The input:
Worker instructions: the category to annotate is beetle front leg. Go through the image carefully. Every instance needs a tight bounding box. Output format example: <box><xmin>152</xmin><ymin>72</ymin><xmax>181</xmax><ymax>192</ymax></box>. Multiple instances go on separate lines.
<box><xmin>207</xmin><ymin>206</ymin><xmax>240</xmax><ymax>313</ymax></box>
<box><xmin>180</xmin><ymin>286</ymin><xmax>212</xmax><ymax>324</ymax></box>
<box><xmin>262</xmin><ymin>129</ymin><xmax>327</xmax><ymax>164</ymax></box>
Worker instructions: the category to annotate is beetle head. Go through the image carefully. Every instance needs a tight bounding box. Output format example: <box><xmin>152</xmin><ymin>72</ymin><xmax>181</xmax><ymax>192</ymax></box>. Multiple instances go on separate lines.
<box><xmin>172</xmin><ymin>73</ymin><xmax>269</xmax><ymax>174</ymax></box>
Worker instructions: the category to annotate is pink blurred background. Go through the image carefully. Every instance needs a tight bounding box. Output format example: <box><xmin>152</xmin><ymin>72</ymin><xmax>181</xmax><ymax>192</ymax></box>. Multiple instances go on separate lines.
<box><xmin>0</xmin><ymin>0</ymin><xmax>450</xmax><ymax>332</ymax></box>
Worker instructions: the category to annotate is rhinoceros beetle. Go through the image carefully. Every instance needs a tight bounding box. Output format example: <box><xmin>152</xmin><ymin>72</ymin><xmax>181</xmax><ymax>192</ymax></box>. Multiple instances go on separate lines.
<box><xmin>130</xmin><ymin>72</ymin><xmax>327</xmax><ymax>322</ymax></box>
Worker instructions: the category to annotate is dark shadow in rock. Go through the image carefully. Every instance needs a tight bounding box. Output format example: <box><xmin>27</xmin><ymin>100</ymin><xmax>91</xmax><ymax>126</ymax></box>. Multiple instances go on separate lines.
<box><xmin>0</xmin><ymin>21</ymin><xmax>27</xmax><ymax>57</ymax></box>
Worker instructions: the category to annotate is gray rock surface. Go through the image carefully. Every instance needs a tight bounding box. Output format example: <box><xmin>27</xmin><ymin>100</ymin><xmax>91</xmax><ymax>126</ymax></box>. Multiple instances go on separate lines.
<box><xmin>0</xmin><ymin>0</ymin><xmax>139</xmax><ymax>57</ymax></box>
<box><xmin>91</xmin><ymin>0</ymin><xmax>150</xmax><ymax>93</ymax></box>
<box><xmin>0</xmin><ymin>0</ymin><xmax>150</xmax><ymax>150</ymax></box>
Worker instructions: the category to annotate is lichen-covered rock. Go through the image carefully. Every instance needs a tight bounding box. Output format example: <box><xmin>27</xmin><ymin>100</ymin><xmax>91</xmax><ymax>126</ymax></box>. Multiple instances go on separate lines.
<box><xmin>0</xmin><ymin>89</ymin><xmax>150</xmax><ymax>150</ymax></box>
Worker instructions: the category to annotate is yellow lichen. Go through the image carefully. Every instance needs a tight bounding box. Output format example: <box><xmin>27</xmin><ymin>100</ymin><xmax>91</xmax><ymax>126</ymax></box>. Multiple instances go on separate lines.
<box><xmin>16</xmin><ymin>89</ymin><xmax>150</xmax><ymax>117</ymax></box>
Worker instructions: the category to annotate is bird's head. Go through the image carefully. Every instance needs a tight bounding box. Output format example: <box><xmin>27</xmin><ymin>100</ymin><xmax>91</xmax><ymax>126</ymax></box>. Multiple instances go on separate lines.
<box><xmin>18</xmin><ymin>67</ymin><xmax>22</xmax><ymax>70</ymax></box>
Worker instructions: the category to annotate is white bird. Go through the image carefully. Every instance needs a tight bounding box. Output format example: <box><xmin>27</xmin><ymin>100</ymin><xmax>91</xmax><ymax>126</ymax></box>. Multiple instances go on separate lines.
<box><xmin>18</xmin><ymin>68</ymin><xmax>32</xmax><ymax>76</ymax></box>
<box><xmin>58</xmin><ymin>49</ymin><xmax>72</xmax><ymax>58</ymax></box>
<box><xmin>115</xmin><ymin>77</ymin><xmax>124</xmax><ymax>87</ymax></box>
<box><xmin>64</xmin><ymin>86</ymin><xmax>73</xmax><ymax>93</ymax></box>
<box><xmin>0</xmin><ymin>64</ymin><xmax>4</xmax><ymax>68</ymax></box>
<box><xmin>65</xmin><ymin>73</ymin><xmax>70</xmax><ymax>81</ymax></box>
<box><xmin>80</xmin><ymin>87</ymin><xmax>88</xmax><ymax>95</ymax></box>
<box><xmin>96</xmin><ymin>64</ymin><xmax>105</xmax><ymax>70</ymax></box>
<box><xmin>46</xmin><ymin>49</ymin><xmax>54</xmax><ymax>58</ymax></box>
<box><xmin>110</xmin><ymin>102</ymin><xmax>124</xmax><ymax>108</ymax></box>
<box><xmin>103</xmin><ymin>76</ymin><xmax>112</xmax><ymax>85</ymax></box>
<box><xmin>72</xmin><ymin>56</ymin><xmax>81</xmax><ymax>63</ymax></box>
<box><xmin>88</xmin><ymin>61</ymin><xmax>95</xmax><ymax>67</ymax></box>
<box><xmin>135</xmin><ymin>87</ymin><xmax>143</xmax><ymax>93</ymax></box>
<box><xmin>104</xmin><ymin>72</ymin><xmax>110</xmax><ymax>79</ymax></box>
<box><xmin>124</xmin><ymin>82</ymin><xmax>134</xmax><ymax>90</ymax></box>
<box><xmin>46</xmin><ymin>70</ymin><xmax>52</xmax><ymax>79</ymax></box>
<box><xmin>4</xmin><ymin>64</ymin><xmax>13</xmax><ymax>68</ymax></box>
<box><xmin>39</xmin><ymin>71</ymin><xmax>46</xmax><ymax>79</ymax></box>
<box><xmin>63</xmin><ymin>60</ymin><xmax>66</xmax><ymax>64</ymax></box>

Task prompt: Return every line of the records that contains the string "background". Case counts.

The completed task:
Worker instructions: the category to annotate is pink blurred background. Go through the image carefully. Every instance needs a tight bounding box. Output format example: <box><xmin>152</xmin><ymin>72</ymin><xmax>181</xmax><ymax>192</ymax></box>. Multiple instances go on separate lines.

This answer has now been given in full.